# Yazılı Soru A
Gazetecilik ve siyaset üzerine olan alıntı metne göre aşağıdaki soruları yanıtlayın.
(i) Metne göre siyaset günümüzde kimlerin aracılığıyla mesleğe dönüşmüştür?
(ii) Gazeteci particilik yapınca gazeteciliğin temel yasası olarak nitelenen neyi yitirir?
(iii) İbrahim Erdoğan, İyi Parti içinde yeni milletvekili Selçuk Türkoğlu'nun yanında hangi görevi üstlenmiştir?

# Alıntı Metin

──────

Gazetecilik ve siyaset birbirlerine hem dost, hem düşman; birbirlerini hem besleyen hem engelleyen iki meslek..
İki meslek diyorum; gazetecilik zaten bir meslekti, siyasette günümüzde profesyonellerin aracılığıyla mesleğe dönüştü..
Gazetecilik ve siyaset oldum olası iç içe olmuşladır..
Gazeteciler de, toplumun diğer fertleri gibi siyasal görüşlere, ideolojilere sahip insanlardır..
Yaşamlarının da özellikle ideolojik duruşlarına göre şekillendirirler..
Ancak, gazetecilik ile siyaseten doğal bir sonucu olan particilik aslında birbirleriyle pek uyuşmazlar..
Gazeteci, particilik yapınca gazeteciliğin temel yasası olan objektifliğini yitirir, haberleri particiliğin bakış açısıyla topluma aktarır..
Toplumu bilgilendirme görevini tam olarak yapmasını engeller..
Örneğin, Anadolu Gazeteciler ve Spor Yazarları Derneği Genel Başkanı İbrahim Erdoğan, gazeteciliğini particiliğin baskısından ari olarak yapabiliyor mu merak ediyorum..
Adı geçen gazetesi kardeşimiz, Bursa’da aktif olarak gazetecilik yaparken İyi Parti’den politikaya atılmış, gazeteciliğin yanında İyi Parti Bursa İl Örgütünde İl Başkan Yardımcısı ve Basın ve Sosyal Medya Başkanlığı görevini yapmış, İl Başkanı Y. Selçuk Türkoğlu’nun milletvekili olmasıyla da, eski başkanı yeni milletvekili Selçuk Türkoğlu’nun “Meclis Danışmanı” olarak İyi Parti içinde yeni bir görev üstlenmiş.
Doğrusu merak ediyorum, İbrahim Erdoğan, Bursa’da gazetecilik yaparken, gazete yönetirken gazeteciliğin gerektirdiği nesnelliği gösterebildi mi, yoksa parti yöneticisi olarak haberleri kendi partisine göre mi yorumlayarak Bursa halkına aktararak, diğer partilere haksızlık mı yapmıştı…
Yoksa, particiliği bir yana itip nesnel gazetecilik örneği mi sergilemişti..

──────

(Koordinat işaretleme kayıtları)
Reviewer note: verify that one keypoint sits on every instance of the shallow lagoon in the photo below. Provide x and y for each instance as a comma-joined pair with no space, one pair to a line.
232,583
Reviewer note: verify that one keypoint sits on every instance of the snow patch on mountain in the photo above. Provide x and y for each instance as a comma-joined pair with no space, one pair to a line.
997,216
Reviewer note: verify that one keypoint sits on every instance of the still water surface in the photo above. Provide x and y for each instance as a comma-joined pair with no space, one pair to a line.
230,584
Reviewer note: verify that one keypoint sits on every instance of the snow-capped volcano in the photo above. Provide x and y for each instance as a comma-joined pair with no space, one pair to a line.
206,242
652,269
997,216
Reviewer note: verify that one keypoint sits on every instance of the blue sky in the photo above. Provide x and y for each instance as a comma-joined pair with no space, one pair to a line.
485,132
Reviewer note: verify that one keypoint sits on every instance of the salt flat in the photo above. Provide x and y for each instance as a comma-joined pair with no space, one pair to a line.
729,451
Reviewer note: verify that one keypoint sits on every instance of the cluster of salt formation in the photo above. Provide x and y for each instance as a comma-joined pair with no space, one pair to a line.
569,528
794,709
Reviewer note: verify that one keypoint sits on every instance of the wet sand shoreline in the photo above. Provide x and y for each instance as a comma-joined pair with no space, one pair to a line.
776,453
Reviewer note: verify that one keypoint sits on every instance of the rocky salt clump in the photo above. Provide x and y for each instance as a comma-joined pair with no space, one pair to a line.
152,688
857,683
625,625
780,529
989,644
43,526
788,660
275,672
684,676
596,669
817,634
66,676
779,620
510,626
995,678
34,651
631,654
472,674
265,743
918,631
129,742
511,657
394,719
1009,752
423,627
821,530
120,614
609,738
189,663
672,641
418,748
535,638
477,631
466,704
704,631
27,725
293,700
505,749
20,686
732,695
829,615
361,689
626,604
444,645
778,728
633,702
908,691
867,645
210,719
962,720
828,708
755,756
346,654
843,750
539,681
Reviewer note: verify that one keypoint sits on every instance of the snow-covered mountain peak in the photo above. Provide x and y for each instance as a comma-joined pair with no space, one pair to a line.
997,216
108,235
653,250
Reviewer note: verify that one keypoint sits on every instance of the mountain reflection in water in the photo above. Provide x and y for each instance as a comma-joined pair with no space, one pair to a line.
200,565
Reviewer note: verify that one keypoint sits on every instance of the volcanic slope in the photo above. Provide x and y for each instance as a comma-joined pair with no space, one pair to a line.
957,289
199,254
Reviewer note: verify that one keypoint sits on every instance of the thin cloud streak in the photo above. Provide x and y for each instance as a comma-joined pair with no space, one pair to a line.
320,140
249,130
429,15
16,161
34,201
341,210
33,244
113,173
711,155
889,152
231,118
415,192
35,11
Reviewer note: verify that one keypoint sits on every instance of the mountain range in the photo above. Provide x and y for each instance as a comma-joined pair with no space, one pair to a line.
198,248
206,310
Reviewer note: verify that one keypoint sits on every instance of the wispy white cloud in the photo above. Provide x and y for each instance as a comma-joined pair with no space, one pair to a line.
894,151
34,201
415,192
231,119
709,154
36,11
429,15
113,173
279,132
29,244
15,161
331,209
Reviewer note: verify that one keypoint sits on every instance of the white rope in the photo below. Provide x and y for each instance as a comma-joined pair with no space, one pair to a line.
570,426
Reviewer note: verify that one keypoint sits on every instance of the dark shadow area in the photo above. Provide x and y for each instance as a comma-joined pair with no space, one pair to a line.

──────

# Yazılı Soru B
Veri bölümündeki satırları, "of the thin" ifadesini içeren satırdan satırların sonuna kadar (her iki uç dâhil) yeniden yazın. Bunu yaparken "keypoint" sözcüğünü "marker" ile değiştirin, geri kalan her şeyi aynen koruyun.

# Yazılı Çözüm A
(i) Profesyonellerin aracılığıyla.
(ii) Objektifliğini.
(iii) "Meclis Danışmanı" görevini.

# Yazılı Çözüm B
Reviewer note: verify that one marker sits on every instance of the thin cloud streak in the photo above. Provide x and y for each instance as a comma-joined pair with no space, one pair to a line.
320,140
249,130
429,15
16,161
34,201
341,210
33,244
113,173
711,155
889,152
231,118
415,192
35,11
Reviewer note: verify that one marker sits on every instance of the mountain range in the photo above. Provide x and y for each instance as a comma-joined pair with no space, one pair to a line.
198,248
206,310
Reviewer note: verify that one marker sits on every instance of the wispy white cloud in the photo above. Provide x and y for each instance as a comma-joined pair with no space, one pair to a line.
894,151
34,201
415,192
231,119
709,154
36,11
429,15
113,173
279,132
29,244
15,161
331,209
Reviewer note: verify that one marker sits on every instance of the white rope in the photo below. Provide x and y for each instance as a comma-joined pair with no space, one pair to a line.
570,426
Reviewer note: verify that one marker sits on every instance of the dark shadow area in the photo above. Provide x and y for each instance as a comma-joined pair with no space, one pair to a line.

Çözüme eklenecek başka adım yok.